Point-per-instance localization data:
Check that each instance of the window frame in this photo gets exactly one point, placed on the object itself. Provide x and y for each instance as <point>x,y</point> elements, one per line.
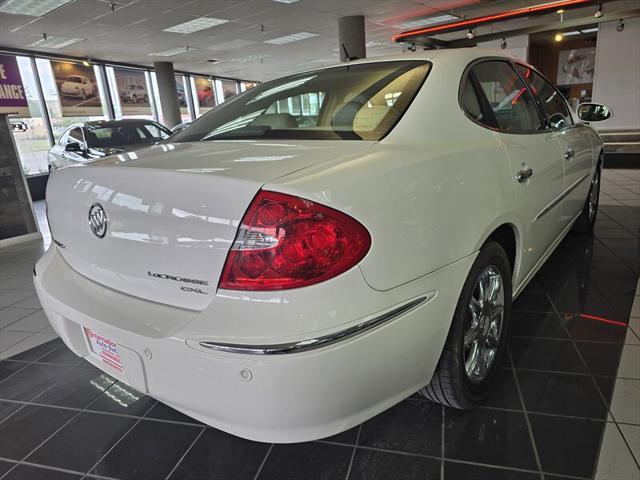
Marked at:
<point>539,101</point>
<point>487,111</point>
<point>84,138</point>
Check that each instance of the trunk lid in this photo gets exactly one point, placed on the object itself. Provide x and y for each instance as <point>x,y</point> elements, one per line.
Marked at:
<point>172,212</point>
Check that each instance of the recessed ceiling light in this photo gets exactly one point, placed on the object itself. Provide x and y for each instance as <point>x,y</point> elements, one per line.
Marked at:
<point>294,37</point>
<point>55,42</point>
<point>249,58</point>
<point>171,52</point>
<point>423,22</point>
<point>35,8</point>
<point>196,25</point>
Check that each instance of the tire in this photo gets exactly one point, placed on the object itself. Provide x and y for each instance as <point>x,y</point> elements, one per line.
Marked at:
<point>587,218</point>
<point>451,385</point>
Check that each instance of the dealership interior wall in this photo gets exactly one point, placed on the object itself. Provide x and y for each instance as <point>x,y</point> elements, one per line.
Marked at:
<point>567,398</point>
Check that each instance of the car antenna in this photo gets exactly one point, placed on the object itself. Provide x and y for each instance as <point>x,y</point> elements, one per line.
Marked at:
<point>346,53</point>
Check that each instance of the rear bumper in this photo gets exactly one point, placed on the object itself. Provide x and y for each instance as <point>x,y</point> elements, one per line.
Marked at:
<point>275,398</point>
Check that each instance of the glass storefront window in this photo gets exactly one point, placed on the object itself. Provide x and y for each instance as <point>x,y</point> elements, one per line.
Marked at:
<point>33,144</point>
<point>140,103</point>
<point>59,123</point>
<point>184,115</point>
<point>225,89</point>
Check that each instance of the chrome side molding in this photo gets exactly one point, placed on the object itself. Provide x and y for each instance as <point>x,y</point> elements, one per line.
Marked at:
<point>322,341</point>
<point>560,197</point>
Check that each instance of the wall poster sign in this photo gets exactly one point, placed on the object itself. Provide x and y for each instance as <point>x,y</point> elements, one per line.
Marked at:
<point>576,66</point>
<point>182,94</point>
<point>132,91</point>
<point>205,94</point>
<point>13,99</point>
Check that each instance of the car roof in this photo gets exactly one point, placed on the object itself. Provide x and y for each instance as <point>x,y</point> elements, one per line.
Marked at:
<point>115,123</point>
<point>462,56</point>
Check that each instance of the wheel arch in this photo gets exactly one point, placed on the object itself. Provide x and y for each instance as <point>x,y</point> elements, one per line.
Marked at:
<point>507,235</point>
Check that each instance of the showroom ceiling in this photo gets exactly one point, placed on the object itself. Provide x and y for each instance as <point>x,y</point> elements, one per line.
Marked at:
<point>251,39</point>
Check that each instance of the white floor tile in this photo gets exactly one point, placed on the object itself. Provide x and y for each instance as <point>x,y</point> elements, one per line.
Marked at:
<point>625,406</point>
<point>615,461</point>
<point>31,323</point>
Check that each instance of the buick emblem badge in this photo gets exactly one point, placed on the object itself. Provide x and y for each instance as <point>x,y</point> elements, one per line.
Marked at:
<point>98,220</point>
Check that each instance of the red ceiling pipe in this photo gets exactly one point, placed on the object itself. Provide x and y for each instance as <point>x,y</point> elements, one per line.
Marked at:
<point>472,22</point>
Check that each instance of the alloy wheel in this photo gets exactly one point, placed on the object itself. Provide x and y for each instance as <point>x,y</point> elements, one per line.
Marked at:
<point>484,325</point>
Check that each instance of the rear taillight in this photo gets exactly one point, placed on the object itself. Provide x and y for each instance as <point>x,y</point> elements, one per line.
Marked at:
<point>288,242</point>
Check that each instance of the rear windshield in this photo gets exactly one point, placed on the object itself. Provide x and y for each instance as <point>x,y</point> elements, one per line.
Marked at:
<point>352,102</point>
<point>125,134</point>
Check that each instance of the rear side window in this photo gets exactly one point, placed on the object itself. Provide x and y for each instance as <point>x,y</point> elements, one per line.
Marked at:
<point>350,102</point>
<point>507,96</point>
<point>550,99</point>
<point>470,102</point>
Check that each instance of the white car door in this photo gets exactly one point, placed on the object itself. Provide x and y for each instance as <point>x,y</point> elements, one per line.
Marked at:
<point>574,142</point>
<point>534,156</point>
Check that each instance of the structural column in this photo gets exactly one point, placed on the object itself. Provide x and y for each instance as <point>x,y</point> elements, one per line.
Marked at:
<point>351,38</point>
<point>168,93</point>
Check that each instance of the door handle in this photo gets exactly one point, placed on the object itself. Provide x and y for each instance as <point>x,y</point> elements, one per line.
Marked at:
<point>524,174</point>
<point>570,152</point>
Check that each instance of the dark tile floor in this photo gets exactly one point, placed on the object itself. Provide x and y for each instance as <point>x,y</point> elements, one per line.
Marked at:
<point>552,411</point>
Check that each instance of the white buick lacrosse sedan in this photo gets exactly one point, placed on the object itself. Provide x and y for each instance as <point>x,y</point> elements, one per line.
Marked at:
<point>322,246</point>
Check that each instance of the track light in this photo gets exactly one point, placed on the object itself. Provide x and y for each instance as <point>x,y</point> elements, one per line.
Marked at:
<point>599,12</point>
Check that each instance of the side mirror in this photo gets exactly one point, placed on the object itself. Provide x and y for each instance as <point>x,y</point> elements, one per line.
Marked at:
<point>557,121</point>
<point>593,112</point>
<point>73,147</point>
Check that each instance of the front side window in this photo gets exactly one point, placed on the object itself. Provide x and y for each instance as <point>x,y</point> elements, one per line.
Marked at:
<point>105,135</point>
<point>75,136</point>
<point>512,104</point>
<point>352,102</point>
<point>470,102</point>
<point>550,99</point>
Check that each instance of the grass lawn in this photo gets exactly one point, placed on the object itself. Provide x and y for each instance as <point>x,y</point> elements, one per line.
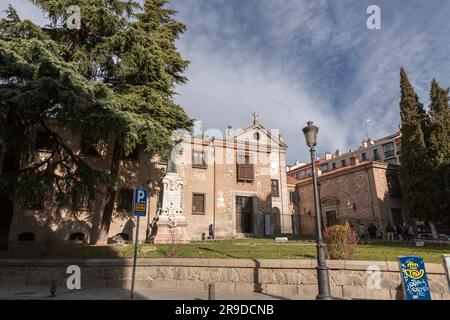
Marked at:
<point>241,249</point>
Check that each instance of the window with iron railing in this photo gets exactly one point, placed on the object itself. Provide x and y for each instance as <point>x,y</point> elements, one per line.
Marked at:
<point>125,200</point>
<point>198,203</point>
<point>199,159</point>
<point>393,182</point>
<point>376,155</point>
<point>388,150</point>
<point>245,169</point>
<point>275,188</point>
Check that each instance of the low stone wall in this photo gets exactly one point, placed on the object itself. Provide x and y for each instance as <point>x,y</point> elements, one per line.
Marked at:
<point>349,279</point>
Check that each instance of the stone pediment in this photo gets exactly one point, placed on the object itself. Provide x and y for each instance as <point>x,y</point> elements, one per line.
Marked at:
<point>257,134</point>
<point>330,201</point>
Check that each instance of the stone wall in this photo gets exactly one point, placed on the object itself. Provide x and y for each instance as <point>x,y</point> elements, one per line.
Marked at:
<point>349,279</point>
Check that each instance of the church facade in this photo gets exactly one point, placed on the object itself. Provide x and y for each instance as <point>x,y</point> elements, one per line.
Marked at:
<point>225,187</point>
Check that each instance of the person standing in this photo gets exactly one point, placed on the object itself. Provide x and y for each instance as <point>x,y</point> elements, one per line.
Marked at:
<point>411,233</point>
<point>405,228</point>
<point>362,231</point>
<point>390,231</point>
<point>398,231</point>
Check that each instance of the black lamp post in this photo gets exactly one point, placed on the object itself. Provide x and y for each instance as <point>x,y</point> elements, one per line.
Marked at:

• **EXERCISE BRIEF**: How many lines of the data include the word "tile"? Reply with the number and nothing else.

• **YOUR RESPONSE**: 2